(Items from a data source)
_ _ _ _ _
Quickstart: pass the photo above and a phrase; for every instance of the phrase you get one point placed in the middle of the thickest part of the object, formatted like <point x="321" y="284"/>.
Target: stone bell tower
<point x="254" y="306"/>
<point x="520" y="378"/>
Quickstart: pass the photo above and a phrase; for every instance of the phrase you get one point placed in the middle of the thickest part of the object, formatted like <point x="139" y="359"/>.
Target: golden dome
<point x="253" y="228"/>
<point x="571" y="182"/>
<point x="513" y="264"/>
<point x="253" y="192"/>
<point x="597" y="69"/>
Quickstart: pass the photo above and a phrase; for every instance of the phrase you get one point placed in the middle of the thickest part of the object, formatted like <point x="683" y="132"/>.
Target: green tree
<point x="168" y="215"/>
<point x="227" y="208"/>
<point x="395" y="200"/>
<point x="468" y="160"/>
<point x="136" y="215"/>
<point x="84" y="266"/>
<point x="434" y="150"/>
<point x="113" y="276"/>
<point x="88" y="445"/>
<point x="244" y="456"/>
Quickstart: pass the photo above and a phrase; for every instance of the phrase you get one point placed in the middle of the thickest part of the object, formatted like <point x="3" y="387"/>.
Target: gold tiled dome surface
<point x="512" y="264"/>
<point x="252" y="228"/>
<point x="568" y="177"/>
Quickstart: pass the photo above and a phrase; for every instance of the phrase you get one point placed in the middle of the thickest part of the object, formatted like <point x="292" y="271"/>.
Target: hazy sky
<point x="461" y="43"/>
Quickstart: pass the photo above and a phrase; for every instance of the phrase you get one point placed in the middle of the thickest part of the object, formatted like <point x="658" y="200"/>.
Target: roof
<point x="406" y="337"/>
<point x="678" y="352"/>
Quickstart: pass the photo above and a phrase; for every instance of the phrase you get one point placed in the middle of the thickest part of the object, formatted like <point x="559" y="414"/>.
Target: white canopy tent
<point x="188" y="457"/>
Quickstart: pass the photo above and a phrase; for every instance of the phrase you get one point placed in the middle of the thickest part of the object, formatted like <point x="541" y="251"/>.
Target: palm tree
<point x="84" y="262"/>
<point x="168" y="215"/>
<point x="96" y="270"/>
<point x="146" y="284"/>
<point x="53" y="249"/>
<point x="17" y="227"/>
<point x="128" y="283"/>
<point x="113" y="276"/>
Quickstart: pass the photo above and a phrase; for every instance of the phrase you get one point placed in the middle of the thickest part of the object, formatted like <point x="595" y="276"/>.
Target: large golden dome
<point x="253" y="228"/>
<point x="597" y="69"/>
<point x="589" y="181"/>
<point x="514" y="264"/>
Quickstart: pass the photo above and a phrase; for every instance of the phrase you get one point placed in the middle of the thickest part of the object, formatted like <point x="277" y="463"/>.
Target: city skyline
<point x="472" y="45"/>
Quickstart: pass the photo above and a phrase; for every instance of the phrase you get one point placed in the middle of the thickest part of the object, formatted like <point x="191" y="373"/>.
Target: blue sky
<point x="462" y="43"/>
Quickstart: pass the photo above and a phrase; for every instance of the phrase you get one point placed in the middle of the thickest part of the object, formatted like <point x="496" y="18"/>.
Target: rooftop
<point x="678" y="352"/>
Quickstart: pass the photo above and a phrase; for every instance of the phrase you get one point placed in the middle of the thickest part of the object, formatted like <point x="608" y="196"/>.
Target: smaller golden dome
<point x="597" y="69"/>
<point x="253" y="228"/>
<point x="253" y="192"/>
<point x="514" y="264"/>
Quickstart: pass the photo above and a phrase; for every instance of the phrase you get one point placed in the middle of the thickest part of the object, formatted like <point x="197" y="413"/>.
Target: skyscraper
_ _ _ _ _
Task brief » Every entry must be repeated exactly; none may be skipped.

Written reply »
Quickstart: pass the photo above and a phrase; for every instance of the phrase you get one point placed in the middle of the thickest part of the object, formatted like <point x="321" y="284"/>.
Target: stone bell tower
<point x="254" y="306"/>
<point x="520" y="378"/>
Quickstart: pass the photo above and a phrase; for every instance of the phrase you get one point placed in the middle of the thickest part of the object, formatted like <point x="139" y="359"/>.
Target: golden dome
<point x="253" y="228"/>
<point x="571" y="182"/>
<point x="513" y="264"/>
<point x="253" y="192"/>
<point x="597" y="69"/>
Quickstart: pass the photo above and a phrase; for every instance of the phrase you get one point placed in the middle of the thickest part of the object, formatted like <point x="683" y="132"/>.
Target: green tree
<point x="168" y="215"/>
<point x="227" y="208"/>
<point x="395" y="200"/>
<point x="468" y="160"/>
<point x="136" y="215"/>
<point x="84" y="266"/>
<point x="434" y="150"/>
<point x="113" y="276"/>
<point x="88" y="445"/>
<point x="244" y="456"/>
Quickstart: pass the photo above and a phrase; for every instance of the phrase you get one point placed in the middle of the thickest part of the object, formatted like <point x="3" y="387"/>.
Target: gold tiled dome surface
<point x="512" y="264"/>
<point x="252" y="228"/>
<point x="568" y="177"/>
Quickstart: pass the photo above and a phrase; for every instance of the phrase you get one point placed in the middle of the thickest part of the object, formatted like <point x="292" y="271"/>.
Target: hazy sky
<point x="461" y="43"/>
Quickstart: pass the photo above and a phrase; for every instance of the phrase you get one point placed in the middle of the thickest part of the object, formatted like <point x="658" y="200"/>.
Target: roof
<point x="406" y="337"/>
<point x="678" y="352"/>
Quickstart: pass the photo above and a phrase; for every instance of the phrase you get one point placed in the middle of the thickest part of the object, formatted like <point x="559" y="414"/>.
Target: white canopy tent
<point x="188" y="457"/>
Quickstart: pass the photo above and a phrase; for every instance of the phrase you get one point placed in the middle of the thickest part of the object, formatted like <point x="541" y="251"/>.
Target: palm tree
<point x="84" y="262"/>
<point x="168" y="215"/>
<point x="96" y="270"/>
<point x="146" y="284"/>
<point x="53" y="249"/>
<point x="17" y="227"/>
<point x="128" y="283"/>
<point x="113" y="276"/>
Quickstart: pass the photo above and a phrase; for every instance of the phrase you get one point placed in the middle of the thickest part of the object, formatted like <point x="595" y="276"/>.
Target: large golden dome
<point x="253" y="228"/>
<point x="597" y="69"/>
<point x="589" y="181"/>
<point x="514" y="264"/>
Quickstart: pass the photo above and a phrase; for every instance of the phrase you get one point placed in the middle of the thickest part of the object, formatted like <point x="277" y="463"/>.
Target: city skyline
<point x="472" y="45"/>
Quickstart: pass the photo above and a phrase; for every instance of the phrase you get one point placed in the middle of the thickest part of the object, formatted like <point x="191" y="373"/>.
Target: blue sky
<point x="462" y="43"/>
Quickstart: pass the photo above and a phrase; for every instance of the phrase you get one point placed in the middle of the thickest part of the object, formatted like <point x="496" y="18"/>.
Target: rooftop
<point x="678" y="352"/>
Quickstart: pass the photo above and a phrase; for every instance of the phrase you get one point placed in the middle of the thickest part of the object, formatted like <point x="608" y="196"/>.
Target: smaller golden dome
<point x="597" y="69"/>
<point x="253" y="228"/>
<point x="253" y="192"/>
<point x="514" y="264"/>
Quickstart: pass the photo above and a phrase; for every instance of the phrase you get one point placed in the middle of the thickest part of the object, formatted like <point x="197" y="413"/>.
Target: skyscraper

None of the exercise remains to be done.